▸ PAGE EXTRACT:
OKI claims 32ppm and 26ppm for black and colour print, which should make this a quick machine. Our five-page tests for black text and text and colour graphics took 21 seconds and 25 seconds, respectively. These times equate to real-world speeds of 14.3ppm and 12ppm, less than half the rated figures.


Speeds should increase for longer print jobs, where rasterising and warm-up times are a smaller proportion of the total and increase further if you use draft print mode. However, when we compare results like-for-like with, say, the Canon i-SENSYS LBP5360, we see very similar times of 26 seconds and 21 seconds from the Canon, even though it’s rated at only 21ppm.


The 15 x 10cm photo print test took just 13 seconds, which gives a good speed of 4.64 photos per minute. Default photographic output quality isn’t wonderful, with colours looking more intense than they should and shadow detail being all but lost to black. Black text and graphics look sharp and intense, other colours look excessively vivid and a bit picture postcard-ish.
Close-up of OKI C5950n printer control panel.Close-up of OKI C5950n LED printer control panel.

This very colour intensity makes the printer much better for business graphics and proofing graphic designs, where good, solid colours are an advantage. Reds and oranges are particularly strong, but greens and blues aren’t bad either and registration of colour backgrounds with over-printed black text is precise. Black text itself is well reproduced and is easily good enough for customer literature and general office print.


OKI quotes a noise level of 55.6dBA when printing, but we measured peaks of 63dBA, which is quite a bit louder – sound measurements are logarithmic.

▸ PROVIDED DATA:
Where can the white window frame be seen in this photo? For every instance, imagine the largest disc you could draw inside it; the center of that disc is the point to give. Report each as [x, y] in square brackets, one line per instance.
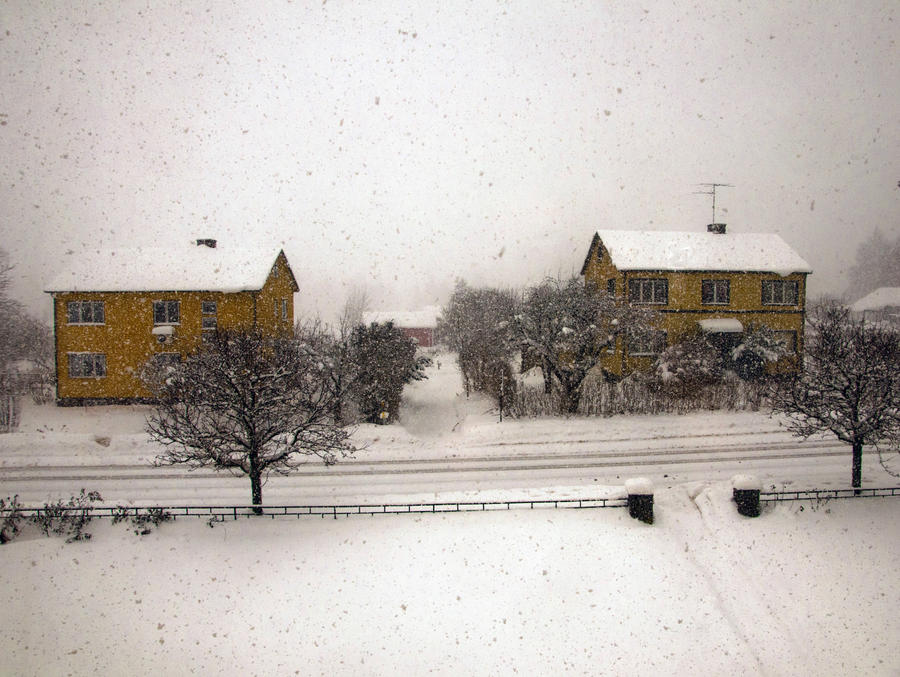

▸ TASK DIRECTIONS: Do these statements agree with the printer review? (a) The five-page black text test took 21 seconds. (b) The Canon i-SENSYS LBP5360 is rated at 32ppm. (c) The measured noise peaks were lower than the level OKI quotes. The lines following the printer review are separate material.

▸ RESULT:
(a) Yes: "Our five-page tests for black text and text and colour graphics took 21 seconds and 25 seconds, respectively."
(b) No: "even though it’s rated at only 21ppm."
(c) No: "OKI quotes a noise level of 55.6dBA when printing, but we measured peaks of 63dBA, which is quite a bit louder"